Reproduce íntegramente y sin cambios el texto sobre la poesía de Jimena Arnolfi que aparece a continuación.

▶ **Texto**

▬▬▬▬▬▬

Perros, caseríos, leña, enredadera, fuegos, madrigueras… cosas de las que están hechos los versos de Jimena Arnolfi. Sus ingredientes. Sus secretos. Versos que se amasan y ven la luz en cierta zona rural de Gualeguaychú. Versos transmigrados, autoexcluidos de la ciudad y sus costumbres, del gris asfalto y sus mañas citadinas. ¿Puede la realidad transformar los versos de un poeta? ¿Puede determinado lugar modificar el devenir de una obra?
“Le voy a contar a mi madre/ que dejé de llorar/ aunque sea mentira”.
Arnolfi nació en Buenos Aires en 1986. La conocí en una lectura en el barrio de Congreso, hace varios años, cuando las discusiones del campo literario era más retóricas, más puntuales y más ajustadas al decir poético que a la coyuntura política nacional. De aquel encuentro me quedó la impresión de haber conocido a una mujer entera, una poeta introspectiva y alegre, de sonrisa joven e intensa mirada interior. Sus palabras aquella noche, el tono de su voz, sus versos, todo me inclinó a la lectura posterior y a un reconocimiento, que sentí mutuo.

▬▬▬▬▬▬

▶ **Datos de origen**

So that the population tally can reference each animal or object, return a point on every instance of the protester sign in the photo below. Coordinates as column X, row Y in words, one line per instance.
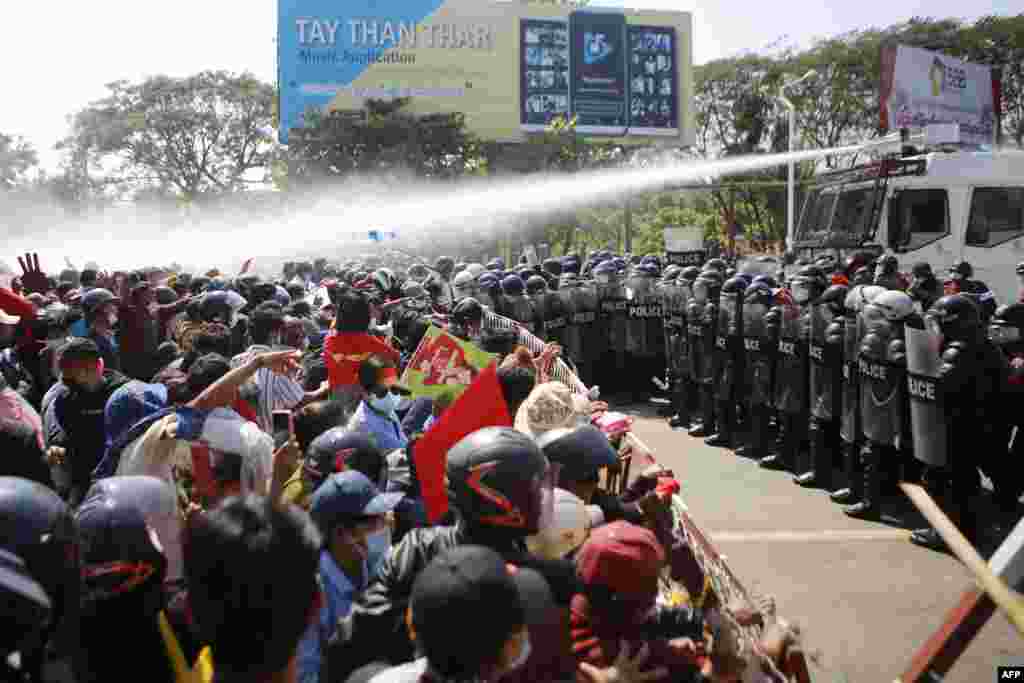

▬▬▬▬▬▬

▶ **Respuesta al ejercicio**
Perros, caseríos, leña, enredadera, fuegos, madrigueras… cosas de las que están hechos los versos de Jimena Arnolfi. Sus ingredientes. Sus secretos. Versos que se amasan y ven la luz en cierta zona rural de Gualeguaychú. Versos transmigrados, autoexcluidos de la ciudad y sus costumbres, del gris asfalto y sus mañas citadinas. ¿Puede la realidad transformar los versos de un poeta? ¿Puede determinado lugar modificar el devenir de una obra?
“Le voy a contar a mi madre/ que dejé de llorar/ aunque sea mentira”.
Arnolfi nació en Buenos Aires en 1986. La conocí en una lectura en el barrio de Congreso, hace varios años, cuando las discusiones del campo literario era más retóricas, más puntuales y más ajustadas al decir poético que a la coyuntura política nacional. De aquel encuentro me quedó la impresión de haber conocido a una mujer entera, una poeta introspectiva y alegre, de sonrisa joven e intensa mirada interior. Sus palabras aquella noche, el tono de su voz, sus versos, todo me inclinó a la lectura posterior y a un reconocimiento, que sentí mutuo.